Source data:

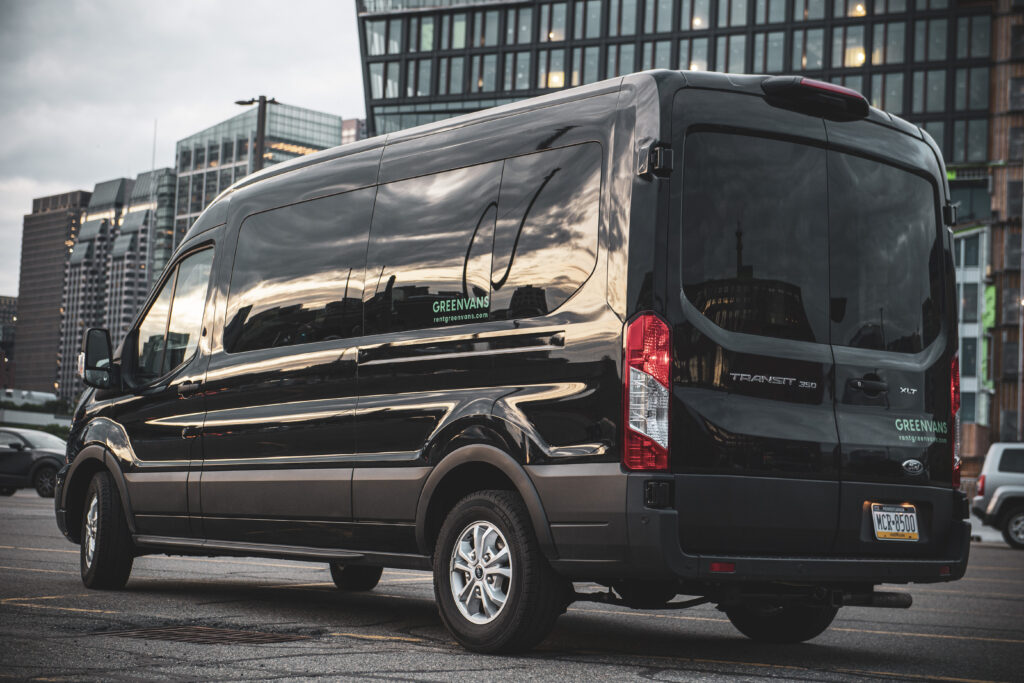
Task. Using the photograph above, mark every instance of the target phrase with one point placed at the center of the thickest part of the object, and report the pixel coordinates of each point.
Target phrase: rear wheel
(1013, 527)
(107, 553)
(45, 480)
(495, 590)
(355, 578)
(788, 623)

Directions for this task: In your copy of the data above, leave out the pictures and repeat everything else exactly.

Solved exercise:
Task. Using the photograph above, mark every instance of the target phrase with one point placed at the center of the thickest part of the object, and report the pixel coordinates of each point.
Target phrase: rear wheel
(1013, 527)
(107, 553)
(45, 480)
(495, 590)
(355, 578)
(788, 623)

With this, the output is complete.